═══ SUPPLIED INFORMATION ═══

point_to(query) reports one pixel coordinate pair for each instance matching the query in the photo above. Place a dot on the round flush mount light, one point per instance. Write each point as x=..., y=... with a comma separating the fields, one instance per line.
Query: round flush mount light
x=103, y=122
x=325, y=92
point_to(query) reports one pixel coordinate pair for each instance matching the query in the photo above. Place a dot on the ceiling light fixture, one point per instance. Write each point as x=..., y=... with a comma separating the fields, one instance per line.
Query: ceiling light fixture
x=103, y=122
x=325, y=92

═══

Write out, from the lines above, only those from the line with "Query: round flush mount light" to the line with "on the ceiling", exactly as given, including the first and the last.

Query: round flush mount light
x=103, y=122
x=325, y=92
point_to(query) reports one pixel coordinate pair for each instance matching the query in the photo above. Place a dot on the ceiling light fixture, one point per instance. Write each point as x=..., y=... with a comma separating the fields, one instance per line.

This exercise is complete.